▶ _WORK TASK_: According to the report on South Korea's birth rate, what was the country's fertility rate in 2024?

▶ _TEXT SEGMENT_:
◇ ◇ ◇ ◇ ◇ ◇ ◇

South Korea birth rate rises for first time in 9 years


SEOUL — The number of births in South Korea rose last year for the first time in nine years, supported by an increase in marriages, preliminary data showed on Wednesday, indicating that the country's demographic crisis might have turned a corner.
The country's fertility rate — the average number of babies a woman is expected to have during her reproductive life — stood at 0.75 in 2024, according to Statistics Korea.
In 2023, the birth rate fell for the eighth consecutive year to 0.72, the lowest in the world, from 1.24 in 2015, raising concerns over the economic shock to society from such a rapid pace.
Since 2018, South Korea has been the only member of the OECD with a rate below 1.
Seoul has rolled out various measures to encourage young people to get married and have children after the now-impeached President Yoon Suk-yeol declared a "national demographic crisis" and a plan to create a new ministry devoted to tackling low birth rates.

◇ ◇ ◇ ◇ ◇ ◇ ◇

▶ _DATA LISTING_:
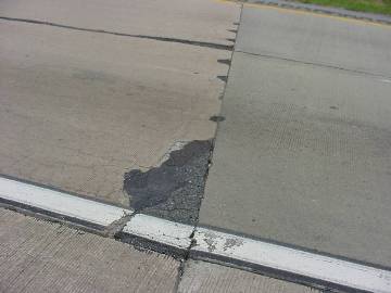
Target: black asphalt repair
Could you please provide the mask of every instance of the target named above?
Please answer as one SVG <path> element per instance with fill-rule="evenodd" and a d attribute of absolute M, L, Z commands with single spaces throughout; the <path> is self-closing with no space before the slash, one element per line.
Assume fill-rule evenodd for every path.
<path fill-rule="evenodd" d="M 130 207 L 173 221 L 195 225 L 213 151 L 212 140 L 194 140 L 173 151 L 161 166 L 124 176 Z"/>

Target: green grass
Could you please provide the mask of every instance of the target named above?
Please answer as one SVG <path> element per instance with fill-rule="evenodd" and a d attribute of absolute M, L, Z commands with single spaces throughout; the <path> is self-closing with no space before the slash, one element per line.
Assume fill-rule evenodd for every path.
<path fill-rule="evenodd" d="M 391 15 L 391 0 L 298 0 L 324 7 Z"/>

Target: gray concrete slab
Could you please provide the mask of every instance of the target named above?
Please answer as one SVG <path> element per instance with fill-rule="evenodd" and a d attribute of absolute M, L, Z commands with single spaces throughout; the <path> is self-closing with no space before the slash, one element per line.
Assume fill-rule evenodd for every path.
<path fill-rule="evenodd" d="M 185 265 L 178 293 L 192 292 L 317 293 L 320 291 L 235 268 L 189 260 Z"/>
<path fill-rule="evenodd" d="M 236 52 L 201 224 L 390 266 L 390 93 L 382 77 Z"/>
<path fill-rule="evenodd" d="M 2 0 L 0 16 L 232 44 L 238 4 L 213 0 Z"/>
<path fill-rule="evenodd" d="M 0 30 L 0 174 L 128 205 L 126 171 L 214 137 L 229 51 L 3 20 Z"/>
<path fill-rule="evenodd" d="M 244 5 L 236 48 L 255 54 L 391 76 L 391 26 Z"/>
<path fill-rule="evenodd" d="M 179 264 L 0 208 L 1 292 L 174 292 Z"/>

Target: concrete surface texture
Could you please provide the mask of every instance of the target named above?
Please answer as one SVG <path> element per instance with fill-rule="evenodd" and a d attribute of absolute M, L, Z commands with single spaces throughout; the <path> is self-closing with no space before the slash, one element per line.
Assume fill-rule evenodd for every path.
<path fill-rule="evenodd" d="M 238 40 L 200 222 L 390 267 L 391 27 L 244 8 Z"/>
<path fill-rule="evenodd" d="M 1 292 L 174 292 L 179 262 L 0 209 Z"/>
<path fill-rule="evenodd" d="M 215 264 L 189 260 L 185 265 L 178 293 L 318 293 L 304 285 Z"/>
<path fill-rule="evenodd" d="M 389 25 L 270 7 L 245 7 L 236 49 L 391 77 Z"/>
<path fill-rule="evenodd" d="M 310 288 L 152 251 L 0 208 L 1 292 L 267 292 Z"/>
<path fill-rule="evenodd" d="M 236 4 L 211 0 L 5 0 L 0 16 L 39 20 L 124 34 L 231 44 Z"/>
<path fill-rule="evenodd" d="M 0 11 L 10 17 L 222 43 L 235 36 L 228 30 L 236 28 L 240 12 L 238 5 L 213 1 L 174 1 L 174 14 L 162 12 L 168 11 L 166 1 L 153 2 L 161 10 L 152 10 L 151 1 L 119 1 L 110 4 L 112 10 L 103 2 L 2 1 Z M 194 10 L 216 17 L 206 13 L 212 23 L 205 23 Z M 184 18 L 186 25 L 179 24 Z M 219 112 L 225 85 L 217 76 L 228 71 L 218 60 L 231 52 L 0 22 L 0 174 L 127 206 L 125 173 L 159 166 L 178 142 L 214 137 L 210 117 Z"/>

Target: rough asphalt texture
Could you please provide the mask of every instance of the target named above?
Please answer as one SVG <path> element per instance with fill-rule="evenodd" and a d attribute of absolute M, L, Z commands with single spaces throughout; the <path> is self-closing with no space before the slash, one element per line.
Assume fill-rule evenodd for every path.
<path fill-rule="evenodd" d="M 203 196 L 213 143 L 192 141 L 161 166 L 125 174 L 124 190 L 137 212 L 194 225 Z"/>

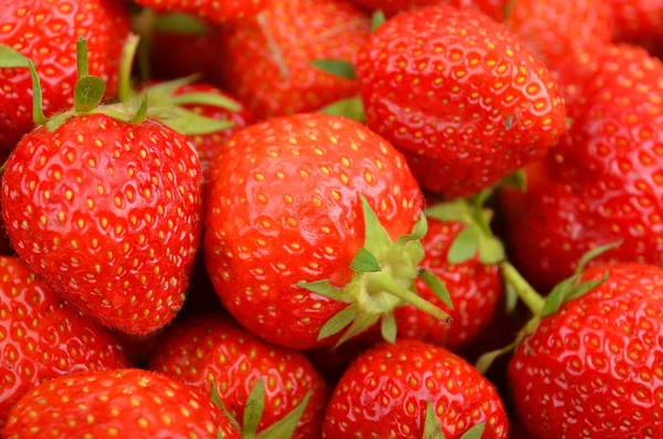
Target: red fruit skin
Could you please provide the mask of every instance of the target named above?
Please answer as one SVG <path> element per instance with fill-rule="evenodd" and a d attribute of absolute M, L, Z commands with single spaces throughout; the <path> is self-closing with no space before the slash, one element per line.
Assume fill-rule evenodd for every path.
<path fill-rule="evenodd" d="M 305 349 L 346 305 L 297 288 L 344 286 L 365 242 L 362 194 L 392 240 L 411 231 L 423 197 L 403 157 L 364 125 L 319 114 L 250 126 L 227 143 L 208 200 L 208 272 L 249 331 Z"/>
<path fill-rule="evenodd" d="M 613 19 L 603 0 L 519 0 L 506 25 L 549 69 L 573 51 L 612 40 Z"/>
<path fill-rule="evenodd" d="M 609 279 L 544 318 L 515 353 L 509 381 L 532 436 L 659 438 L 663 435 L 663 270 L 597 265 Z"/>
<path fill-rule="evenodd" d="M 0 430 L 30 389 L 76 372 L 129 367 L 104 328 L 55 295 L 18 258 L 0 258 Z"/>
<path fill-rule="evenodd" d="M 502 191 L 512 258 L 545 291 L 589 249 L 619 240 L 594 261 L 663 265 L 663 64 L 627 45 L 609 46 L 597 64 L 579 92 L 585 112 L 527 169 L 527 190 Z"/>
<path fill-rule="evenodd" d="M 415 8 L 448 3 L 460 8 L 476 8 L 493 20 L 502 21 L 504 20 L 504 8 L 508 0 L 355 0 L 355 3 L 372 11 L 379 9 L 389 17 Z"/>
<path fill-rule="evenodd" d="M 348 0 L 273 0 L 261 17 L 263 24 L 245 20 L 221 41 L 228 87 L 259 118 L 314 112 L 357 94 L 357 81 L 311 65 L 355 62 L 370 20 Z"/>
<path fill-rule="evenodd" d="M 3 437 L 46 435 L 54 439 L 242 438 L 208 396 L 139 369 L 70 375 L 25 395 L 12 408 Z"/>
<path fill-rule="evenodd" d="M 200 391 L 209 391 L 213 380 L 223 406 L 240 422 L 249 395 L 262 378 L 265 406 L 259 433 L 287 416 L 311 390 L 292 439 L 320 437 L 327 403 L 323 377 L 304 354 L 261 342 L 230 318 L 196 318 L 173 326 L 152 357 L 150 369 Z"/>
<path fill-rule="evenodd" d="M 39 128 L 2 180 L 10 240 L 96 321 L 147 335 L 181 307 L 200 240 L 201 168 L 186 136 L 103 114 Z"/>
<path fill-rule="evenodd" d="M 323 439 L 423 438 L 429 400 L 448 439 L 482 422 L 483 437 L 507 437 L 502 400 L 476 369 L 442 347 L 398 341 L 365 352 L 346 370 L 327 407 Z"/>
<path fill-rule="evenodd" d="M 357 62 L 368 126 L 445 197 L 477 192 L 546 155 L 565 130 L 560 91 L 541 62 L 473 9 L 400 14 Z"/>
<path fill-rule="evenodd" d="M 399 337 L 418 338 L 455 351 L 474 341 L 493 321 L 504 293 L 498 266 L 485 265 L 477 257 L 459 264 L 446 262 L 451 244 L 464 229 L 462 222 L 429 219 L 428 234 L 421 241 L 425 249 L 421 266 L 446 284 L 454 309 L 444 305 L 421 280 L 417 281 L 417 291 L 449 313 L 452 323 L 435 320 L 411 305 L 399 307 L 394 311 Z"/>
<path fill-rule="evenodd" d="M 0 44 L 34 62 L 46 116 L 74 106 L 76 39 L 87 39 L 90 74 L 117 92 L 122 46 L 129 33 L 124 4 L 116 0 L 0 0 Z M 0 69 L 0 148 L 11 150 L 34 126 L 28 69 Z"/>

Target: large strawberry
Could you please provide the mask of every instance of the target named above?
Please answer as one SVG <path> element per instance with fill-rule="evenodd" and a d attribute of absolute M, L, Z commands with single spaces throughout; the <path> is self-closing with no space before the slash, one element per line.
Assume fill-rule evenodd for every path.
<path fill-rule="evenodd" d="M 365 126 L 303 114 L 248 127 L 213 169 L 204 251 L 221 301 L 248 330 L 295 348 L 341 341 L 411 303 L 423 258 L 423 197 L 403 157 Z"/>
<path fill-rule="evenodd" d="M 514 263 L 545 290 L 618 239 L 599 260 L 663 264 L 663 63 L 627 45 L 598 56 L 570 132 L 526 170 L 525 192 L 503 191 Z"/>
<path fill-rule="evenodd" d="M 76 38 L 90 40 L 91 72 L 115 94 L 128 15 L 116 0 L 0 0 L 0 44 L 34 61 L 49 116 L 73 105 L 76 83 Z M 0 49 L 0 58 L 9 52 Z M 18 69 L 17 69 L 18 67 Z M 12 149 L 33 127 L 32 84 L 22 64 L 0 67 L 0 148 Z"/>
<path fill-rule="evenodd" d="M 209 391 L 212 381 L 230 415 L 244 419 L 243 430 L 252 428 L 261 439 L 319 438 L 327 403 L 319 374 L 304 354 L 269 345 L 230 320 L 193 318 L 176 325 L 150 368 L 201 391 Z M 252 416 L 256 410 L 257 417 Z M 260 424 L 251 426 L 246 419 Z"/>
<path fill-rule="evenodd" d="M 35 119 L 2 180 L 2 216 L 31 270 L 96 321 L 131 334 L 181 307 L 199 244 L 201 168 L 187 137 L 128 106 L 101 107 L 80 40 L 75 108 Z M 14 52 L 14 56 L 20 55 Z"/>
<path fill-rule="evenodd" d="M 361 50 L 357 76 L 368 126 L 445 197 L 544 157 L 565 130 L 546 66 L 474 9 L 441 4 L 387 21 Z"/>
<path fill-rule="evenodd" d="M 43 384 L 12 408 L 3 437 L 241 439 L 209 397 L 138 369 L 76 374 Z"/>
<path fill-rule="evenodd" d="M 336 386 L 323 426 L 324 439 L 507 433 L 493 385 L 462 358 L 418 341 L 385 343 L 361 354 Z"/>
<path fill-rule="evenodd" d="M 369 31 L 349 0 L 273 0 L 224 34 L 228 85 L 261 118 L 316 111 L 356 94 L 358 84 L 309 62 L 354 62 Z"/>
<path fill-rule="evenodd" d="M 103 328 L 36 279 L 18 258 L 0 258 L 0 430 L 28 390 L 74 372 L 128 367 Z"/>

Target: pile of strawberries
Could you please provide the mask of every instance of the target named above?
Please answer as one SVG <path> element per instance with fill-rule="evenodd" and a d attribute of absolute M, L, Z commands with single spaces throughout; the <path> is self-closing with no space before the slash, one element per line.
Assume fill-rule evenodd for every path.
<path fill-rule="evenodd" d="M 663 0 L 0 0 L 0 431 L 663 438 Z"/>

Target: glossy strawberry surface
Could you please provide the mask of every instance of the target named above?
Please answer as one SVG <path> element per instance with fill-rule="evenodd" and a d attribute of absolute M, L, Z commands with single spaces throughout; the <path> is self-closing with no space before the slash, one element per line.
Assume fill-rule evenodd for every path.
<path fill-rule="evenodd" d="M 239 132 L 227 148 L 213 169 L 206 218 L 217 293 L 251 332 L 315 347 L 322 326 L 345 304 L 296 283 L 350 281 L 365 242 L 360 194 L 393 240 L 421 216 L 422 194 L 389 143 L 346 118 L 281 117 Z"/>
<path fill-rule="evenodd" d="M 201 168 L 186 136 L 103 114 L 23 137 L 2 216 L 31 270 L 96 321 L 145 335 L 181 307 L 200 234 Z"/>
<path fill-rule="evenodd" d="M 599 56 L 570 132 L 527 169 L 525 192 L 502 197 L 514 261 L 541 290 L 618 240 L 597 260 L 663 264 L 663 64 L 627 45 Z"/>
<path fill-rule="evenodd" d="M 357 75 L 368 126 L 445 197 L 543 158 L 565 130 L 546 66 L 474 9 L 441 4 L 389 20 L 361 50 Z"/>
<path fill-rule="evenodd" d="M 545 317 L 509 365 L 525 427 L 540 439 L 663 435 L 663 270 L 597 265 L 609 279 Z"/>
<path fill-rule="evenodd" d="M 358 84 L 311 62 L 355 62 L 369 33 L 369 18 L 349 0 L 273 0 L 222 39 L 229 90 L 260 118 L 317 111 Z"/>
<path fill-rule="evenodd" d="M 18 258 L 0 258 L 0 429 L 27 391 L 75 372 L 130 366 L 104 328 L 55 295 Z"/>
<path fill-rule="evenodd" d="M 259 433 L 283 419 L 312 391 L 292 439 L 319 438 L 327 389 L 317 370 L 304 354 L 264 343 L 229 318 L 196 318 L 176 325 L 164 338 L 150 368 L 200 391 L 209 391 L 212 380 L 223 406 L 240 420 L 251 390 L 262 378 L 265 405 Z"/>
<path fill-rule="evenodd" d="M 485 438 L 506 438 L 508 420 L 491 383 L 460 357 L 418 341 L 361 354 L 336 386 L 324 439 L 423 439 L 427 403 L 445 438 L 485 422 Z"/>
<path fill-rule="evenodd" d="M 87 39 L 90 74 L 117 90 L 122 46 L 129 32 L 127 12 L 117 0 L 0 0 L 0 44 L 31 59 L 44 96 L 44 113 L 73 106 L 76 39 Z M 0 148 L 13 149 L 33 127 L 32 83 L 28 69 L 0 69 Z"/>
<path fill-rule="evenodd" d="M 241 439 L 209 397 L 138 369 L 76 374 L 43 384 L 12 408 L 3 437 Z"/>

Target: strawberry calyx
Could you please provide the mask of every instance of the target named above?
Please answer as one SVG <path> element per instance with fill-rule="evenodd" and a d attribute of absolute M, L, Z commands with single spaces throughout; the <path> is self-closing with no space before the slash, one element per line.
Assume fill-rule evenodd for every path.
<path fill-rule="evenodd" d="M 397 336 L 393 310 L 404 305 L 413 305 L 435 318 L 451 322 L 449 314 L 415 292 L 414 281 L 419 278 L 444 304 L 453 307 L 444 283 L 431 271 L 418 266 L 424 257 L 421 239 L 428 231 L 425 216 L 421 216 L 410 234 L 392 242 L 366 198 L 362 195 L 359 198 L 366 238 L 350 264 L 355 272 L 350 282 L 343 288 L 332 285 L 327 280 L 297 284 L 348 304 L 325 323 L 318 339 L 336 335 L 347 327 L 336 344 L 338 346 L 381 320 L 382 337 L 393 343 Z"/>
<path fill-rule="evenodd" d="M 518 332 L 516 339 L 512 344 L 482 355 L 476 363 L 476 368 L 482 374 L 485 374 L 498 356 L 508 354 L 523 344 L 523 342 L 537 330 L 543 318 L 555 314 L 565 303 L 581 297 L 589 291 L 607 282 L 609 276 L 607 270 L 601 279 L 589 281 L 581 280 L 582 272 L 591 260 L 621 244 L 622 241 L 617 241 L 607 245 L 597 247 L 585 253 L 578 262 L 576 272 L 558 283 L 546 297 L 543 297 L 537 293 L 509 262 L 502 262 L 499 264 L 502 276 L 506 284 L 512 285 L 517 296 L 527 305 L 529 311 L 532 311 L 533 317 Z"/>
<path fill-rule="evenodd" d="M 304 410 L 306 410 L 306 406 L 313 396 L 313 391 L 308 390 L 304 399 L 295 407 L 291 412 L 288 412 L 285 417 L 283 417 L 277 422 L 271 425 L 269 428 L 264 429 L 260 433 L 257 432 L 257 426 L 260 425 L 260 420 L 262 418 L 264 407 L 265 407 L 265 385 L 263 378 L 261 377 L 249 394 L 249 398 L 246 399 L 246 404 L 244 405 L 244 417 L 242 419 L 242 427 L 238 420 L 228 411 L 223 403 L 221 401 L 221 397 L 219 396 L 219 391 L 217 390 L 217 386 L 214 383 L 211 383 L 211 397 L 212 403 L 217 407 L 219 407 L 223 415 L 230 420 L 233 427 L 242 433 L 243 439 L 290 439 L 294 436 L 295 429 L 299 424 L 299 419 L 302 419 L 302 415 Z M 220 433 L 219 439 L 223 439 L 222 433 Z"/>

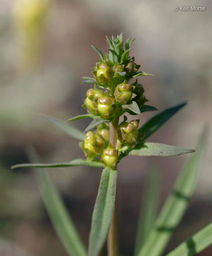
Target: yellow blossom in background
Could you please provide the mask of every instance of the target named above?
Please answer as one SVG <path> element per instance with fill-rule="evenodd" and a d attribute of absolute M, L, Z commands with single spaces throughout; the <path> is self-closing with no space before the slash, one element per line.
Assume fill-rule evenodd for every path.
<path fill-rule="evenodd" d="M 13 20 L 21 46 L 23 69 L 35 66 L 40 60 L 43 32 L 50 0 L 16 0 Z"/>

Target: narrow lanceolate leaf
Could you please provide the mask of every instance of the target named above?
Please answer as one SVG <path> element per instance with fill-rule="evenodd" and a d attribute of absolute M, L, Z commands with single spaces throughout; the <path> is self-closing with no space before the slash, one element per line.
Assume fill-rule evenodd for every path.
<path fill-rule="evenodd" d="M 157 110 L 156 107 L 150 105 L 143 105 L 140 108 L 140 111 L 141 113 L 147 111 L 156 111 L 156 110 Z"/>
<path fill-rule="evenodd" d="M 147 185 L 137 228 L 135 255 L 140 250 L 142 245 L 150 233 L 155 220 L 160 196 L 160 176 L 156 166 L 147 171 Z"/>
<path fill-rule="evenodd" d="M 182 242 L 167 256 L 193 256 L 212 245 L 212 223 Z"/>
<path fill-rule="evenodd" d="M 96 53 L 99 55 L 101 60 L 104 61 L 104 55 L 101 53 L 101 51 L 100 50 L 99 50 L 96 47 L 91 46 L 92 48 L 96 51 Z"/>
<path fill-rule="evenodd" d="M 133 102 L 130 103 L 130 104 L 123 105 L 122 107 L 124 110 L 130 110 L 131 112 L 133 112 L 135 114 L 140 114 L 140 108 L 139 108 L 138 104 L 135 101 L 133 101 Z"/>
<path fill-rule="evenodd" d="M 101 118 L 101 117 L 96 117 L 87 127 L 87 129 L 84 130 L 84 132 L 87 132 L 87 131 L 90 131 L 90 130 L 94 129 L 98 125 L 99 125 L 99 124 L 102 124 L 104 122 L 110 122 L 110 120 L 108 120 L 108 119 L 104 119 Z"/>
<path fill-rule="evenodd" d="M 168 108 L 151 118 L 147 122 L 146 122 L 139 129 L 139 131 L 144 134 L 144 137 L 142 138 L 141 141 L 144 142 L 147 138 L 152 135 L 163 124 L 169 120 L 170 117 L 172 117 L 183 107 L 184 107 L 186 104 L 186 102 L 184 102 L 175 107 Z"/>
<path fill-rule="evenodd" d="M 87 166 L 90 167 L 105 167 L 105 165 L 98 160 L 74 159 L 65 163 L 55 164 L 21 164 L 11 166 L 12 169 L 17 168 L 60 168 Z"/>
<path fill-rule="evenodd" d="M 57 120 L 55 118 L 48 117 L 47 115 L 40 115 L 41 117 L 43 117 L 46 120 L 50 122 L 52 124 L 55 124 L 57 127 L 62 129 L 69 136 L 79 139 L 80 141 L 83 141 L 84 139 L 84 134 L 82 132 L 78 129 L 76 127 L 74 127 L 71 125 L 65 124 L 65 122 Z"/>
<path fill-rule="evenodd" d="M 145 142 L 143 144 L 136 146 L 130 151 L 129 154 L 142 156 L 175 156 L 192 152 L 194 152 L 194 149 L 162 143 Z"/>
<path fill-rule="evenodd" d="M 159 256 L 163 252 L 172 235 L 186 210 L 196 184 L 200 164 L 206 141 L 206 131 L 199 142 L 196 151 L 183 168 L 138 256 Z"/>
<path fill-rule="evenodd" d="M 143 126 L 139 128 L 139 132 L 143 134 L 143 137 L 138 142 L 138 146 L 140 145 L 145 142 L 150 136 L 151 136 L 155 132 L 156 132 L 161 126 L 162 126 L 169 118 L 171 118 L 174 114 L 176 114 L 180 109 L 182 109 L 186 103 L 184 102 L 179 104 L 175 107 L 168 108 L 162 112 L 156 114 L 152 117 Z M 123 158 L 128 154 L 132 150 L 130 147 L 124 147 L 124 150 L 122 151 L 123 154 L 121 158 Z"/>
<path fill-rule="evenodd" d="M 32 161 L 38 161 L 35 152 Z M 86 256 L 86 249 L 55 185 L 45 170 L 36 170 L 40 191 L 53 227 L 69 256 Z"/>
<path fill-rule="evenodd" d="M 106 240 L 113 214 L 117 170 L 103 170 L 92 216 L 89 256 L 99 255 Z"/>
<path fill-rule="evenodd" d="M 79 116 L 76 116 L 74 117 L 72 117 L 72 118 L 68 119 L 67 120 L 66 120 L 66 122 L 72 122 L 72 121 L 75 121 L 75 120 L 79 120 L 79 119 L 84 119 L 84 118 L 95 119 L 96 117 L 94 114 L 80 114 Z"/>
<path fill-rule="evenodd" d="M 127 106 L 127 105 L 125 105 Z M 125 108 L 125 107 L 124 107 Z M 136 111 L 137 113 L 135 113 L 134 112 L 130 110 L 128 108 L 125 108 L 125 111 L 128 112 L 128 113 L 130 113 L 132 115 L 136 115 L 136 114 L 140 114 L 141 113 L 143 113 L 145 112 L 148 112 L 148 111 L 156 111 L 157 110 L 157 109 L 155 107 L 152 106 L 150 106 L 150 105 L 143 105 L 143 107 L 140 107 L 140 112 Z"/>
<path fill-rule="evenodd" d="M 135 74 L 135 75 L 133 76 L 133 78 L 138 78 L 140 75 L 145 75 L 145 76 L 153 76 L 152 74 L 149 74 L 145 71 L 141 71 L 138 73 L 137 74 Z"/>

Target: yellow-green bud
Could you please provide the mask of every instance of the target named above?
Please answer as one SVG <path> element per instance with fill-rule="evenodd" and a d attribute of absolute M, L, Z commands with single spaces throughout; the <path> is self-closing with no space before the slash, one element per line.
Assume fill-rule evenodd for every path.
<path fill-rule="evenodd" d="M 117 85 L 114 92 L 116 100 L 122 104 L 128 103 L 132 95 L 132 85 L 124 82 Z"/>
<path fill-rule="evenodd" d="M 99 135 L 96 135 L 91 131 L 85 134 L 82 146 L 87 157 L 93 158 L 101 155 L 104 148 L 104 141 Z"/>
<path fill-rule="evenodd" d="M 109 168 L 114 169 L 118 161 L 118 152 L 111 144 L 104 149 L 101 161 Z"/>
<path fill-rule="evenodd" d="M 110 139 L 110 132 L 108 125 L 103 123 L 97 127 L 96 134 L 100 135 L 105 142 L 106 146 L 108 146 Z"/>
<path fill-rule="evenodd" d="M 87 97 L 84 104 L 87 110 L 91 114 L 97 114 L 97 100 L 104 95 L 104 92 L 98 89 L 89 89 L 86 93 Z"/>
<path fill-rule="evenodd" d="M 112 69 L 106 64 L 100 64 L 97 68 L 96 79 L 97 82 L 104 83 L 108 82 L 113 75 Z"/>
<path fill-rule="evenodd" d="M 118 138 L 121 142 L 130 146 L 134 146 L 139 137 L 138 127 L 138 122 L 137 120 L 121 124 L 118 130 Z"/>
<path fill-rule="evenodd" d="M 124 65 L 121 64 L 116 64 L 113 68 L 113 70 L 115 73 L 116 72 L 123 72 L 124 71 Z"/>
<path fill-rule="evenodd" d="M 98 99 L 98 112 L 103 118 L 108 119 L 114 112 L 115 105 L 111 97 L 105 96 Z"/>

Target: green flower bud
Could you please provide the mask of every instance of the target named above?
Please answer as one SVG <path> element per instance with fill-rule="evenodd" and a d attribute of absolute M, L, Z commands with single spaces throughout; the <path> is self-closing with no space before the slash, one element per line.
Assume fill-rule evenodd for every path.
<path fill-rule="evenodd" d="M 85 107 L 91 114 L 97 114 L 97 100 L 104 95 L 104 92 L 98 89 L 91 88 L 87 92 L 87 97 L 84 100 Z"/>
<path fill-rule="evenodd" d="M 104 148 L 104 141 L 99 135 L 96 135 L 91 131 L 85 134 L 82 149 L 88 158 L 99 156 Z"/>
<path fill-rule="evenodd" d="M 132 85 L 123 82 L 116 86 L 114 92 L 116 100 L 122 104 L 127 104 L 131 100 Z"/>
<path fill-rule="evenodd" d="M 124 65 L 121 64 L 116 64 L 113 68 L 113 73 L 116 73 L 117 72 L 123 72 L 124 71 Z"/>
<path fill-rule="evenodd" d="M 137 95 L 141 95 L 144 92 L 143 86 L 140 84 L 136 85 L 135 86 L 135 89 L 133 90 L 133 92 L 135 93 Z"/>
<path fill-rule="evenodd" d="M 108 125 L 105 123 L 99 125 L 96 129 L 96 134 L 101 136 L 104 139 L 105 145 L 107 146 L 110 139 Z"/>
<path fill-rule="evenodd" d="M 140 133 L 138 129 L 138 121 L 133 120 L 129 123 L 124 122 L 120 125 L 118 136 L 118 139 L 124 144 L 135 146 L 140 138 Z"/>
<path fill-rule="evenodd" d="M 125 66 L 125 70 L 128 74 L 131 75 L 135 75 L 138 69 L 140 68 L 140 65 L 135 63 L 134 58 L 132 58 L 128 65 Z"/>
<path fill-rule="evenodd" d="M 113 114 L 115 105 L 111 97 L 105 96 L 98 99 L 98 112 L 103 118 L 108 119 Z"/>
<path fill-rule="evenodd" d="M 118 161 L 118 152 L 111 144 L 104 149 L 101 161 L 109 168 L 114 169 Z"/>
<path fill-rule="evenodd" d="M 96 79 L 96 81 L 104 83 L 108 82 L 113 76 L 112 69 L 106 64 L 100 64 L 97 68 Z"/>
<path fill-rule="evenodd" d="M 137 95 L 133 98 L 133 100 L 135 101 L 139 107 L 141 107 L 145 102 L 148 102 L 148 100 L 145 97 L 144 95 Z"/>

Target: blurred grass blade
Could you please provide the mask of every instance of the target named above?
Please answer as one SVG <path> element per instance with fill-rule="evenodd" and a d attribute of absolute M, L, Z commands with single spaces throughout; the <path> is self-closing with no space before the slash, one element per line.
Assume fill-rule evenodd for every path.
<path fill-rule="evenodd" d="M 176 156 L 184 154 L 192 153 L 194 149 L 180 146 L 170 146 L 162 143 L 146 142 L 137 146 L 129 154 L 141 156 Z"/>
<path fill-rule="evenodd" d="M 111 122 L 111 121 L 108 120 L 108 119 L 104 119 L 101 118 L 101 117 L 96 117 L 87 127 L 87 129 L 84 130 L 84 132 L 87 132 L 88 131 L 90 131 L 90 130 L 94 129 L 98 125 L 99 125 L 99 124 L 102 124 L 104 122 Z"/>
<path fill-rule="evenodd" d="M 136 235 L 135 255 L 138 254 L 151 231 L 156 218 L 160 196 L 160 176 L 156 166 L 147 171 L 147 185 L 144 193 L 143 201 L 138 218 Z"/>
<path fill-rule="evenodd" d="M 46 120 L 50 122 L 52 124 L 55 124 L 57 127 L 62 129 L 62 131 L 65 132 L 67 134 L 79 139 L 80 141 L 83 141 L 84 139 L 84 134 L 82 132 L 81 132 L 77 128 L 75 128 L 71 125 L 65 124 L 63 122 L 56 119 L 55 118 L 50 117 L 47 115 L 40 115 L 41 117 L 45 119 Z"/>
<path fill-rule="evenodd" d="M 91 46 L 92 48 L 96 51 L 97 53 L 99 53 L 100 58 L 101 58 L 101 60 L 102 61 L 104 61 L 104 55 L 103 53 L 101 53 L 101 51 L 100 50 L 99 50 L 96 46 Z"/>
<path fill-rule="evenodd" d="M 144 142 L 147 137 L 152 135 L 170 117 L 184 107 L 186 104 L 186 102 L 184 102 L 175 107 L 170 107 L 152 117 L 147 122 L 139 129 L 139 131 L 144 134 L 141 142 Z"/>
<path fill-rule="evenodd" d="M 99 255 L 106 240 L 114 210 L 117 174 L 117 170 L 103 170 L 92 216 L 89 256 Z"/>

◇ ◇ ◇ ◇ ◇ ◇ ◇

▶ _TASK RESULT_: 0.75